*Material for the task*.

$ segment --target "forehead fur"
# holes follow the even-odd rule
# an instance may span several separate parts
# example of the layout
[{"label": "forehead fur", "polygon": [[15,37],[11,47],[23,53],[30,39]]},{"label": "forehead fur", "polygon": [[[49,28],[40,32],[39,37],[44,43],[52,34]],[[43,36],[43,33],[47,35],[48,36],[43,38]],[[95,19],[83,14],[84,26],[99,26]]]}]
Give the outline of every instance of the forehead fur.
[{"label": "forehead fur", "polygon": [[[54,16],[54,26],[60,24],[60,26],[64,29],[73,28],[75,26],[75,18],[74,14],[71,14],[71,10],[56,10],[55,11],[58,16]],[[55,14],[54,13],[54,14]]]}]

*The problem*. Write out all of the entries above again, switching every "instance" to "object" and leaving everything else unchanged.

*Task response*.
$ segment --target "forehead fur"
# holes follow the even-odd rule
# an object may span several separate parts
# example of the layout
[{"label": "forehead fur", "polygon": [[15,37],[11,47],[23,53],[30,39]]},{"label": "forehead fur", "polygon": [[[49,28],[40,32],[39,37],[44,43],[52,34]],[[43,36],[43,33],[47,35],[48,36],[43,38]],[[95,19],[83,14],[84,26],[99,26]]]}]
Give the outline of every object of the forehead fur.
[{"label": "forehead fur", "polygon": [[[54,16],[54,26],[60,24],[60,26],[64,29],[73,28],[75,26],[75,18],[74,14],[71,14],[71,10],[56,10],[55,11],[58,16]],[[55,14],[54,13],[54,14]]]}]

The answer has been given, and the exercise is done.